DATASET:
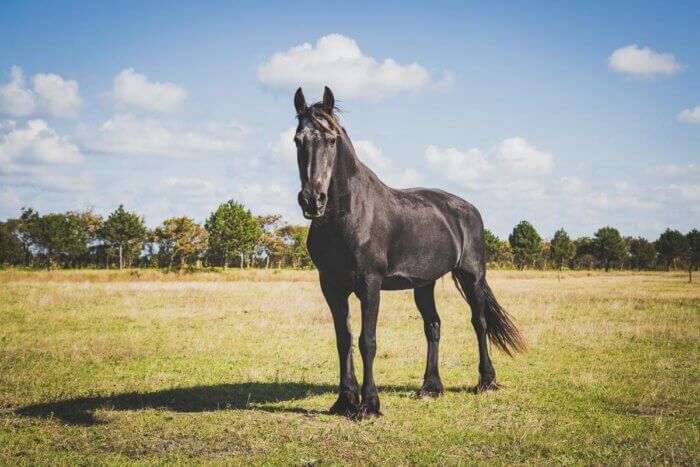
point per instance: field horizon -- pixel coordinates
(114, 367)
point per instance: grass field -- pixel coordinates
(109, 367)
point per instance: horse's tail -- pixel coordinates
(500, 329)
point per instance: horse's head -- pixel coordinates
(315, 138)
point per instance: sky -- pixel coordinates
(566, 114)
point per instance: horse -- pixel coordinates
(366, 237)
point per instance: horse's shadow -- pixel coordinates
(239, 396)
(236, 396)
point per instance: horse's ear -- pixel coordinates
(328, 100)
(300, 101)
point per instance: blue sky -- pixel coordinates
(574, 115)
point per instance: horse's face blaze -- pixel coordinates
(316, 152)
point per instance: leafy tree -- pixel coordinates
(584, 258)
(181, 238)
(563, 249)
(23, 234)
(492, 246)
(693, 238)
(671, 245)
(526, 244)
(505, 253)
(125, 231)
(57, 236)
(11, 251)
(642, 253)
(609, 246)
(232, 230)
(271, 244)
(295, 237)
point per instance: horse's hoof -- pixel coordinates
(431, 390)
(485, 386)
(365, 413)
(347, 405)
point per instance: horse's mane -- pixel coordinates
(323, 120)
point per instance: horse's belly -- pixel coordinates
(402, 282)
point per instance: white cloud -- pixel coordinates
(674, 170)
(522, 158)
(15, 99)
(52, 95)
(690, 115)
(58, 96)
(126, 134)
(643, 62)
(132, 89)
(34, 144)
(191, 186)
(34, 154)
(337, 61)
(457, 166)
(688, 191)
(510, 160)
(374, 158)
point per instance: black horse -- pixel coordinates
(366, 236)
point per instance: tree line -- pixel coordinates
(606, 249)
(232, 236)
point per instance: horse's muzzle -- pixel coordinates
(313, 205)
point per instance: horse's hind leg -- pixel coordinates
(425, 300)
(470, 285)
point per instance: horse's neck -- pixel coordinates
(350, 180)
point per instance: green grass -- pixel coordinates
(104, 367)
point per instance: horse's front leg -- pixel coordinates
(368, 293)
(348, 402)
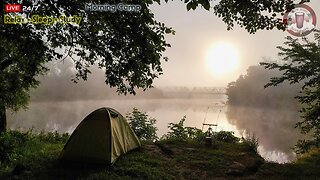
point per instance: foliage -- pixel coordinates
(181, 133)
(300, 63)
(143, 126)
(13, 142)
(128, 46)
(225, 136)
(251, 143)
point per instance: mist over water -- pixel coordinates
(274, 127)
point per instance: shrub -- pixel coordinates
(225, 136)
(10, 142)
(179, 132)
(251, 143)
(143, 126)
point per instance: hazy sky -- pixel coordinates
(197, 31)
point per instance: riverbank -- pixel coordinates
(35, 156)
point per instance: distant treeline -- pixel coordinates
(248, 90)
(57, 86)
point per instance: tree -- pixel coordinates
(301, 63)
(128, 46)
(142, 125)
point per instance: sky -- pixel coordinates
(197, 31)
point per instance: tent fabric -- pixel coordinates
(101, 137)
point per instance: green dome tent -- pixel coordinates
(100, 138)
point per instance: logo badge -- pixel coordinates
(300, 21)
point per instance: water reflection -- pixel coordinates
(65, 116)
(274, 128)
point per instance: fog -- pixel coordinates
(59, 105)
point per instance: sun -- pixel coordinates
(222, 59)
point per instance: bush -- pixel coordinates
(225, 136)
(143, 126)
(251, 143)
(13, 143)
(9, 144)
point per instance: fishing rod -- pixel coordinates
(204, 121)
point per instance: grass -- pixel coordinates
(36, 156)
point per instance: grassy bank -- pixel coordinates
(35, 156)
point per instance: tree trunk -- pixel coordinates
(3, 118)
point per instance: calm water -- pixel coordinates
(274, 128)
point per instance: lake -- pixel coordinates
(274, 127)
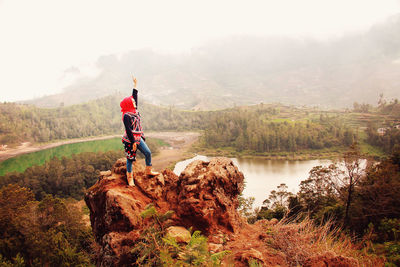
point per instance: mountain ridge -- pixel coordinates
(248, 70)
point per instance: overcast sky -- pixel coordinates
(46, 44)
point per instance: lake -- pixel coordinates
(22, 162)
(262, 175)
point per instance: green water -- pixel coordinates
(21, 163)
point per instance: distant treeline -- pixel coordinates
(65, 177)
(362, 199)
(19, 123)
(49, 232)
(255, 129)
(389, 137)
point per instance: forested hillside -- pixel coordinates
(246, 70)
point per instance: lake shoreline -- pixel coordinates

WORK TO COMPLETE: Turn every line of the records above into a numbered list, skipping blank lines and leaving the pictures out.

FULL OUTPUT:
1. point per instance: field horizon -- pixel coordinates
2. (114, 367)
3. point per instance: grass field -- pixel coordinates
4. (109, 367)
5. point per instance: horse's tail -- pixel coordinates
6. (500, 329)
7. point per instance: horse's head -- pixel coordinates
8. (315, 138)
9. point per instance: sky -- pixel coordinates
10. (566, 114)
11. point per instance: horse -- pixel coordinates
12. (366, 237)
13. point per instance: horse's shadow -- pixel coordinates
14. (239, 396)
15. (236, 396)
16. point per instance: horse's ear -- pixel coordinates
17. (328, 100)
18. (300, 101)
19. point per instance: blue sky -- pixel coordinates
20. (574, 115)
21. point per instance: horse's face blaze -- pixel coordinates
22. (316, 152)
23. point per instance: leafy tree -- pixel coordinates
24. (584, 258)
25. (181, 238)
26. (563, 249)
27. (23, 234)
28. (492, 246)
29. (693, 238)
30. (671, 245)
31. (526, 244)
32. (505, 253)
33. (125, 231)
34. (57, 236)
35. (11, 251)
36. (642, 253)
37. (609, 246)
38. (232, 230)
39. (271, 244)
40. (295, 237)
41. point per instance: horse's hoof -- pixel coordinates
42. (431, 390)
43. (485, 386)
44. (365, 413)
45. (347, 405)
46. point per instance: horse's mane -- pixel coordinates
47. (323, 120)
48. point per instance: horse's belly -- pixel coordinates
49. (402, 282)
50. point per instance: white cloud -- pixel coordinates
51. (674, 170)
52. (522, 158)
53. (15, 99)
54. (52, 95)
55. (690, 115)
56. (58, 96)
57. (126, 134)
58. (643, 62)
59. (132, 89)
60. (34, 144)
61. (191, 186)
62. (34, 154)
63. (337, 61)
64. (457, 166)
65. (688, 191)
66. (510, 160)
67. (374, 158)
68. point per instance: black horse -- pixel coordinates
69. (366, 236)
70. point per instance: tree line -- pixel coordinates
71. (606, 249)
72. (232, 236)
73. point per instance: horse's muzzle -- pixel coordinates
74. (313, 205)
75. point per instance: horse's hind leg -- pixel coordinates
76. (425, 300)
77. (470, 285)
78. point per instance: horse's neck -- pixel coordinates
79. (350, 180)
80. point per instance: green grass -- pixel coordinates
81. (104, 367)
82. point per instance: horse's front leg -- pixel coordinates
83. (368, 293)
84. (348, 402)
85. point per instance: foliage -- pixel coordinates
86. (181, 133)
87. (300, 63)
88. (143, 126)
89. (13, 142)
90. (128, 46)
91. (225, 136)
92. (251, 143)
93. point per instance: mist over water -- pixel coordinates
94. (274, 127)
95. point per instance: shrub -- pixel coordinates
96. (225, 136)
97. (10, 142)
98. (179, 132)
99. (251, 143)
100. (143, 126)
101. point per instance: hazy sky -- pixel coordinates
102. (197, 31)
103. point per instance: riverbank -- pixel coordinates
104. (35, 156)
105. point per instance: distant treeline -- pixel coordinates
106. (248, 90)
107. (57, 86)
108. point per instance: tree -- pixel coordinates
109. (301, 63)
110. (128, 46)
111. (142, 125)
112. point per instance: sky -- pixel coordinates
113. (197, 31)
114. point per instance: tent fabric -- pixel coordinates
115. (101, 137)
116. point per instance: green dome tent -- pixel coordinates
117. (100, 138)
118. point per instance: logo badge -- pixel coordinates
119. (300, 21)
120. point per instance: water reflection -- pixel coordinates
121. (65, 116)
122. (274, 128)
123. point per instance: fog -- pixel coordinates
124. (59, 105)
125. point per instance: sun -- pixel coordinates
126. (222, 59)
127. point per instance: bush -- pixel coordinates
128. (225, 136)
129. (143, 126)
130. (251, 143)
131. (13, 143)
132. (9, 144)
133. point per instance: fishing rod -- pixel coordinates
134. (204, 121)
135. point per instance: grass -- pixel coordinates
136. (36, 156)
137. point per instance: grassy bank -- pixel coordinates
138. (35, 156)
139. point per instance: tree trunk -- pixel coordinates
140. (3, 118)
141. point per instance: calm water -- pixel coordinates
142. (274, 128)
143. point per instance: lake -- pixel coordinates
144. (274, 127)
145. point per instance: mountain ridge -- pixel coordinates
146. (248, 70)
147. point per instance: overcast sky -- pixel coordinates
148. (46, 44)
149. point per instance: lake -- pixel coordinates
150. (22, 162)
151. (262, 175)
152. point per instance: green water -- pixel coordinates
153. (21, 163)
154. point per instance: distant treeline -- pixel coordinates
155. (65, 177)
156. (362, 199)
157. (19, 123)
158. (49, 232)
159. (255, 129)
160. (389, 137)
161. point per instance: forested hillside -- pixel coordinates
162. (246, 70)
163. point per instance: lake shoreline -- pixel coordinates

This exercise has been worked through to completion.